Tuesday, February 21, 2006

What Famous Leader Am I?

So I stumbled across this test on the Internets. Basically, you answer a series of questions and it determines which famous leader best fits your personality. I have to say, I was utterly blown away by the results!


Okay, just kidding. This was the real result, and I guess I wasn't all that terribly surprised...

13 comments:

mr. schprock said...

I'm sort of a cross between James K. Polk and Millard Fillmore (with Harold Stassen tendencies).

Isaac Carmichael said...

I am Einstein...of course. Like a need a stupid test to tell me that!

fakies said...

I'm Mohandas Ghandi, or as the test says, an emaciated do-gooder.

Sylvana said...

Yeah, go here to see a blogger that had a Jesus in her quesadilla experience.

Tony Gasbarro said...
▬▬▬▬▬▬▬▬▬▬
# Work to complete
Please carry on the famous-leader quiz blog post from its final line, adding more of its comment thread.

[Point annotation records]
▬▬▬▬▬▬▬▬▬▬
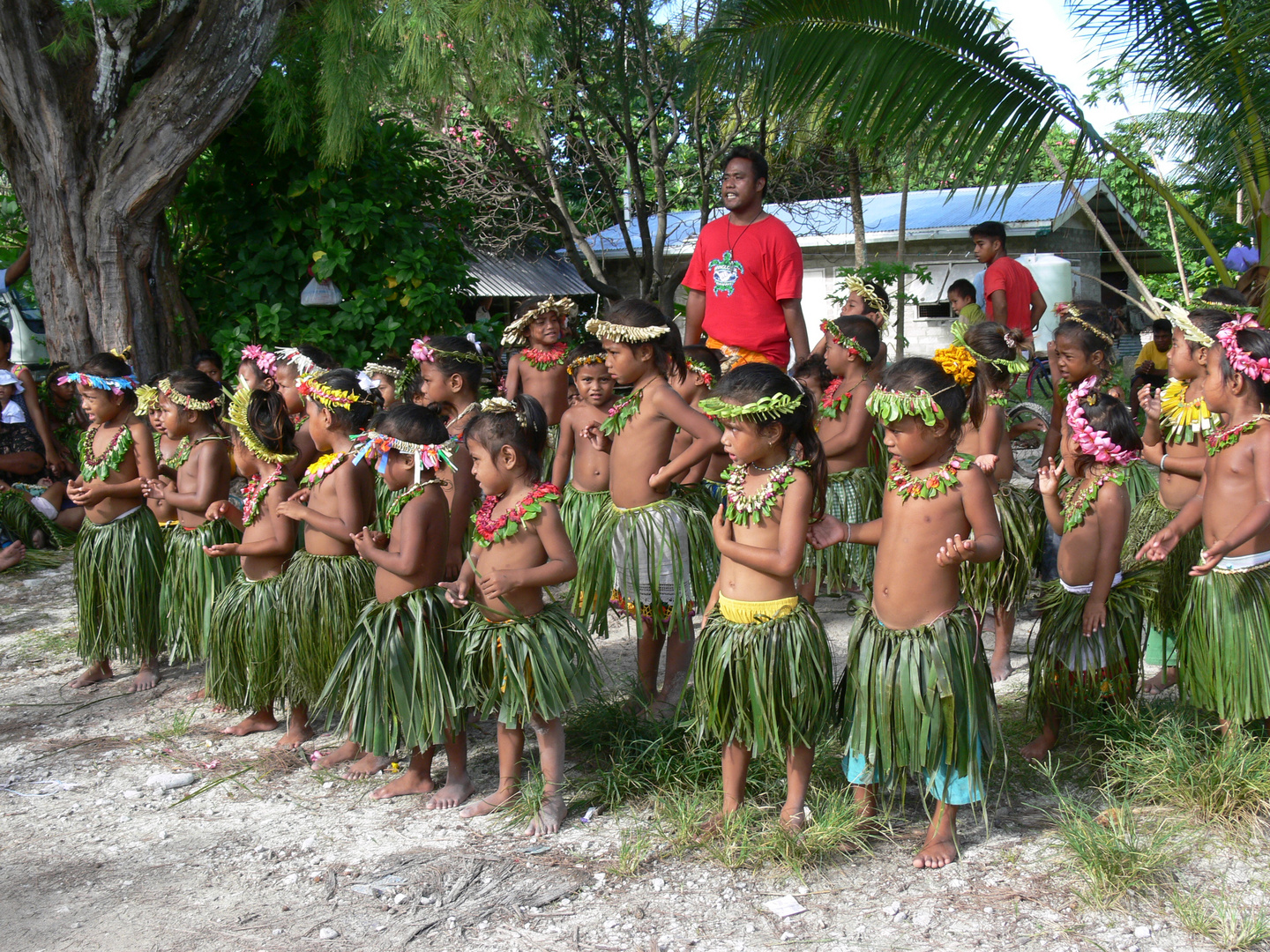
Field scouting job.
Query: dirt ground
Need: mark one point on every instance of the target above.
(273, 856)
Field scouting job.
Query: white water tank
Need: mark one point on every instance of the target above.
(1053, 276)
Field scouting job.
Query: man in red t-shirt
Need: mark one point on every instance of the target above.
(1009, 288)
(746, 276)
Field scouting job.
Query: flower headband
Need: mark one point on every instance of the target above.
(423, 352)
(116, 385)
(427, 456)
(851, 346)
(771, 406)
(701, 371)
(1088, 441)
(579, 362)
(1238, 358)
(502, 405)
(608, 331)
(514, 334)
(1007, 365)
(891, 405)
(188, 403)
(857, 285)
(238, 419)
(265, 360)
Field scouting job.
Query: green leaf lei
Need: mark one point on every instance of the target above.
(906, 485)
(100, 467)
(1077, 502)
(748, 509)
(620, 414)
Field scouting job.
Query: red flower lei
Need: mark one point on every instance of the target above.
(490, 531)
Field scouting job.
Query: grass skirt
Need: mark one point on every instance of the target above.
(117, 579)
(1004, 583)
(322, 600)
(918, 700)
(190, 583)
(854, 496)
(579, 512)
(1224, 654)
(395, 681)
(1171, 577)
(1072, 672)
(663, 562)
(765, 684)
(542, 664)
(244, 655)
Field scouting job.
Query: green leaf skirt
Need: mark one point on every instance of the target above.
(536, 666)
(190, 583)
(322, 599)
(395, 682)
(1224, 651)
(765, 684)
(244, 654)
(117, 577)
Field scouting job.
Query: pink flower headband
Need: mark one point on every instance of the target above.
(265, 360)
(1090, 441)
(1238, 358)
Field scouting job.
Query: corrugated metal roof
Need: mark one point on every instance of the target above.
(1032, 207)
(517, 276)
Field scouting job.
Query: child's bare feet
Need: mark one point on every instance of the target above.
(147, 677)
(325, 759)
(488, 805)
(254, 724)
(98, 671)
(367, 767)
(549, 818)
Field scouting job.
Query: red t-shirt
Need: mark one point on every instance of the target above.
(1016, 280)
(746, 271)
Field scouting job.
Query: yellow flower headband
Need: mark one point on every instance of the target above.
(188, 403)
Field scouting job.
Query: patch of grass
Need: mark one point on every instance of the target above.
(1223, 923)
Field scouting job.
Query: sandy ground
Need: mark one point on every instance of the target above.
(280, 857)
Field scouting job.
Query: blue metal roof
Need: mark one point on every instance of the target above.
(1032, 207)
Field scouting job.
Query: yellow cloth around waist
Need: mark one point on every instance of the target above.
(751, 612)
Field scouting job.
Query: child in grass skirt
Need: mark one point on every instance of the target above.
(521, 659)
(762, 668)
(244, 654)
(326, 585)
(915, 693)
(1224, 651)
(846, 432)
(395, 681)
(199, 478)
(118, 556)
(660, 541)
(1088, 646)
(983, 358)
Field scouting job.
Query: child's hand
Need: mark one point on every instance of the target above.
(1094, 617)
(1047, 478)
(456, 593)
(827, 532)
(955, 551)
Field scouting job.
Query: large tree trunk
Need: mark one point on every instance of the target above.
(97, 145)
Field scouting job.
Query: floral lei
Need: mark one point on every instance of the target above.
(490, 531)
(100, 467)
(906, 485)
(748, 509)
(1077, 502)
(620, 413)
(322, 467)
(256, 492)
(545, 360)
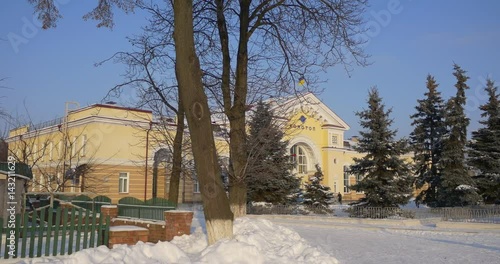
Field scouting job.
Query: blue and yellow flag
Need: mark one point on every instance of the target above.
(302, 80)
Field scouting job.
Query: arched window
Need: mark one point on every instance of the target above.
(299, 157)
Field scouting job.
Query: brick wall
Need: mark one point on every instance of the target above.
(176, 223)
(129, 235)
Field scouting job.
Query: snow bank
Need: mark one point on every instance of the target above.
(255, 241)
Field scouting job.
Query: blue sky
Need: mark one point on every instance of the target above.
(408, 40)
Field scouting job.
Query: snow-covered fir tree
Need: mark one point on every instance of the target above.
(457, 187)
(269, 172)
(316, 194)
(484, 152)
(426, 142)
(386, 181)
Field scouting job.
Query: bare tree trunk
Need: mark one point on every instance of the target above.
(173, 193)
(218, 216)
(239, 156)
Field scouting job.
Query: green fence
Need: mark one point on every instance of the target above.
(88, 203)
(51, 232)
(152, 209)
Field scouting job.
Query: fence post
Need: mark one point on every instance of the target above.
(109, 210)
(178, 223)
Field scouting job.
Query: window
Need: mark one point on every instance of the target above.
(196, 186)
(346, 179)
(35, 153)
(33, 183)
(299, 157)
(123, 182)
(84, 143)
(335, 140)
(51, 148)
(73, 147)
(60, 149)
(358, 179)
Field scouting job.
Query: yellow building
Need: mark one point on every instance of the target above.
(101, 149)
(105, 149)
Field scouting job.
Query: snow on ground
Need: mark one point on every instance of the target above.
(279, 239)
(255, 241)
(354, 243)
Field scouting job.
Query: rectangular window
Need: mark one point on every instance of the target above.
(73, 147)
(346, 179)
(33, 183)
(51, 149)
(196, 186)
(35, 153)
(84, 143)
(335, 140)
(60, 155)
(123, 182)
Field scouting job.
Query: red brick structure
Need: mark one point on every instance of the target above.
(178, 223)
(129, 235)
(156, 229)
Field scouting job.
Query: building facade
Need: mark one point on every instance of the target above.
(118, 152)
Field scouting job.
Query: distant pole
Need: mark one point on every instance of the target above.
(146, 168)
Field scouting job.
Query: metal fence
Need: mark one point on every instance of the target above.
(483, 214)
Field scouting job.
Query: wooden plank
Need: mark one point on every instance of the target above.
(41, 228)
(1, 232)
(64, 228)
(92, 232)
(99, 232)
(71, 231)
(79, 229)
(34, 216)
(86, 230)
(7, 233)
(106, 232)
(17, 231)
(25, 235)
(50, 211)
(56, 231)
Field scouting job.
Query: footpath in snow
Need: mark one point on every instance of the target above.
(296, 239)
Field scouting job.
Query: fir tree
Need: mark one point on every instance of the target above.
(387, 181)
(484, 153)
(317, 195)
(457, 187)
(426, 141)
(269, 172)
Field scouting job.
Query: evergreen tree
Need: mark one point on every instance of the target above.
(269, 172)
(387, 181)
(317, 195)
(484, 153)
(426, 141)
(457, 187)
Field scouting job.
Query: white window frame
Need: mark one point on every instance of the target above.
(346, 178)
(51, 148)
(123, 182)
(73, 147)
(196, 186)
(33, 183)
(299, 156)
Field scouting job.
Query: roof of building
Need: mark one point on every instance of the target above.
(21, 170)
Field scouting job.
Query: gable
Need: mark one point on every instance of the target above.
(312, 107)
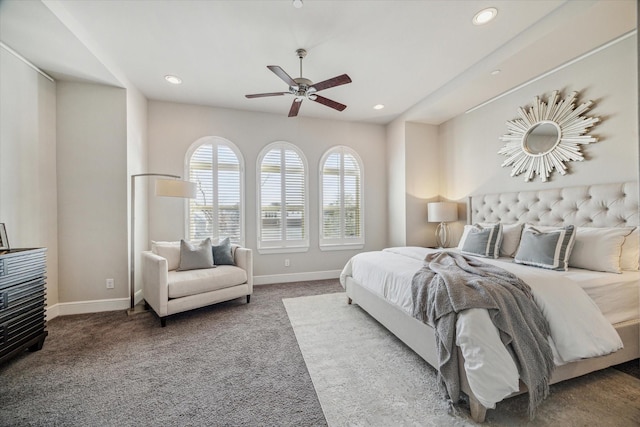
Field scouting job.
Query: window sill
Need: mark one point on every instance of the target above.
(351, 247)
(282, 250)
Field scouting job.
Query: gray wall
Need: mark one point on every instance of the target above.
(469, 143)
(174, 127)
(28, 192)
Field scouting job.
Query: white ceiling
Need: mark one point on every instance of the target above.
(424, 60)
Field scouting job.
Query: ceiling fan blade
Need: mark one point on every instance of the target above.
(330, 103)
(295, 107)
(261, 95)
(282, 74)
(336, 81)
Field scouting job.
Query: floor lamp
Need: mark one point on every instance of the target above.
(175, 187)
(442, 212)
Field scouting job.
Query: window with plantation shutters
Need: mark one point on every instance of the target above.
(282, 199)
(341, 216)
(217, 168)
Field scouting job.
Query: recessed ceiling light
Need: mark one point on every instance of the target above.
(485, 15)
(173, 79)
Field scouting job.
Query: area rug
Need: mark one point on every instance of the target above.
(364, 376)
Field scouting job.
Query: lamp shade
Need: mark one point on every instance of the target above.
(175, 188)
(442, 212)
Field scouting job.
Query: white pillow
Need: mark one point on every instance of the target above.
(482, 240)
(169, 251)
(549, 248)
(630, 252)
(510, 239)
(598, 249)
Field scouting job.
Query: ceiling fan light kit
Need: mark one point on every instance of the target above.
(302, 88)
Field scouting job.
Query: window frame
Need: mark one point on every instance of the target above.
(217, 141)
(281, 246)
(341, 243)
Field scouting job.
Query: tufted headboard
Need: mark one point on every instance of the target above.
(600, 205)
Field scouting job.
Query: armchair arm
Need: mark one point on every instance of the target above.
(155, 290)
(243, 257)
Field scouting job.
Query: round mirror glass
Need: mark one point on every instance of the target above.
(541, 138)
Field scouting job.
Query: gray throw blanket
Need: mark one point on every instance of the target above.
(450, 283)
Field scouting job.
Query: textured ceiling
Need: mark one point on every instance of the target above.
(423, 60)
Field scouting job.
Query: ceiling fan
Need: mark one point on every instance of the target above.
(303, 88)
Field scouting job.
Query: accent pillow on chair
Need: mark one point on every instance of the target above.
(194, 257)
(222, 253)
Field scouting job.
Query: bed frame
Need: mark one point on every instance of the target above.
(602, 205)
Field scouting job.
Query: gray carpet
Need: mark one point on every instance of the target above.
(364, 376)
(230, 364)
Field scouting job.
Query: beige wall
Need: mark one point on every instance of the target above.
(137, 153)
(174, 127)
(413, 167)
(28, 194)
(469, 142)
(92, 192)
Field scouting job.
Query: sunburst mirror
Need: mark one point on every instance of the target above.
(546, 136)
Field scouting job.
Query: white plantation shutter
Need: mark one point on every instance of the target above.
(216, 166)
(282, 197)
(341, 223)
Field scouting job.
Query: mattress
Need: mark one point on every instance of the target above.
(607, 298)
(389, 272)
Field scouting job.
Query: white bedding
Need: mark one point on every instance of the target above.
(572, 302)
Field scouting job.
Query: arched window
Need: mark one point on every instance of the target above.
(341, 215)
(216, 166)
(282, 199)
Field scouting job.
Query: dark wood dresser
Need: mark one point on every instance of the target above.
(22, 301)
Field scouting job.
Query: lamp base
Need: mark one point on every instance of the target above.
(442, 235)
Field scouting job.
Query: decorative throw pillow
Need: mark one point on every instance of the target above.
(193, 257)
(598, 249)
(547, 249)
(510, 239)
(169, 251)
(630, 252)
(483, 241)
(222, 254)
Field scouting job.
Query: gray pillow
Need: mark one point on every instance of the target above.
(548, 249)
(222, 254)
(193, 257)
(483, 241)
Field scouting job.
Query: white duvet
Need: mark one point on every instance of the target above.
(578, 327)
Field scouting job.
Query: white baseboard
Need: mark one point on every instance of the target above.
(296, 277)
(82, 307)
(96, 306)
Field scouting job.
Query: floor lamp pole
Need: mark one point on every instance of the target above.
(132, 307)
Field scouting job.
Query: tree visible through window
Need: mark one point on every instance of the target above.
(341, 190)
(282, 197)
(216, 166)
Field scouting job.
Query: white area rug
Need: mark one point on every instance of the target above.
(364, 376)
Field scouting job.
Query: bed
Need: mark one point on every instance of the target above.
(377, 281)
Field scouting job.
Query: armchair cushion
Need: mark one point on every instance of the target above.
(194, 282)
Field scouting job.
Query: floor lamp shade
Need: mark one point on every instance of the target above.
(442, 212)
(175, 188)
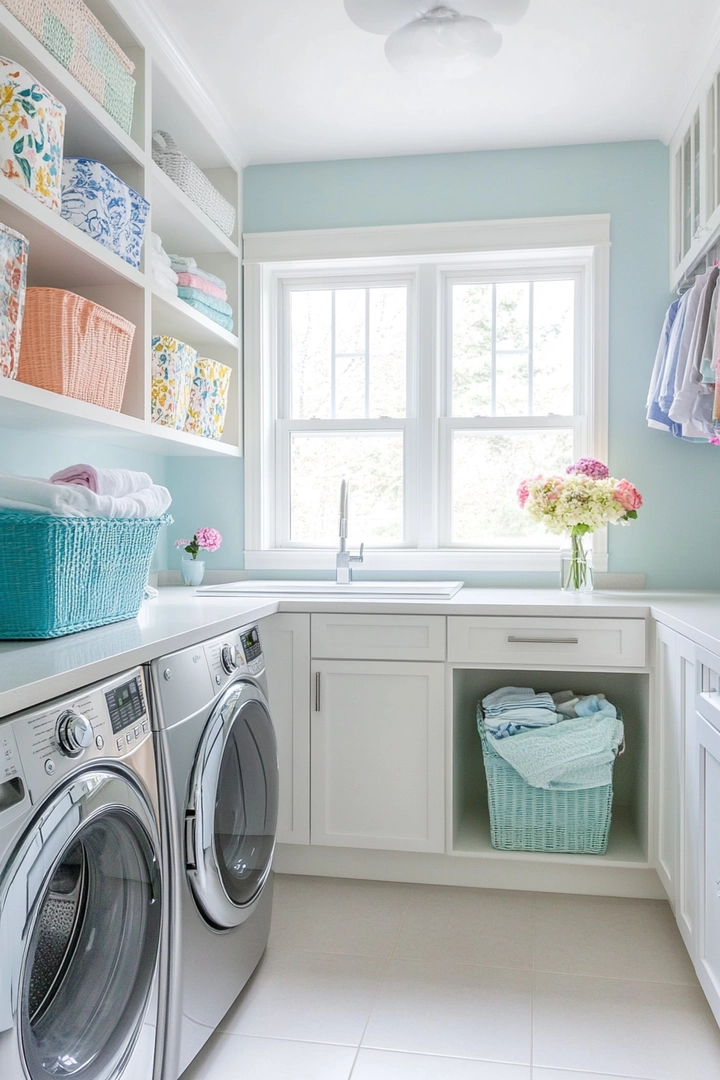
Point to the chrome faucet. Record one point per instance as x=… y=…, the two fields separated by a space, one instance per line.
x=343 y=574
▬▬▬▬▬▬▬▬▬▬
# Answer to the problem
Yeah, I read that because Gandhi was barefoot, like, his entire life (stop me if you've heard this one...oh, yeah! You can't!), which caused the skin on his feet to harden to the point that, some say, he had no feeling in them. He went on so many hunger strikes that, by middle-age, his bones were so brittle he could have snapped a limb just from getting up too fast. Others believe that his mind was so sharp that he could avoid that by simply willing it not to happen, and that the power of is mind could reach into others' thoughts. But it wasn't too pleasant to get close to the man. His Indian/vegetarian diet, mixed with his poor dental hygeine left him with horrible breath all his life. That's why he was known as a :rolleyes:

super-calloused, fragile mystic hexed with halitosis

Tony Gasbarro said...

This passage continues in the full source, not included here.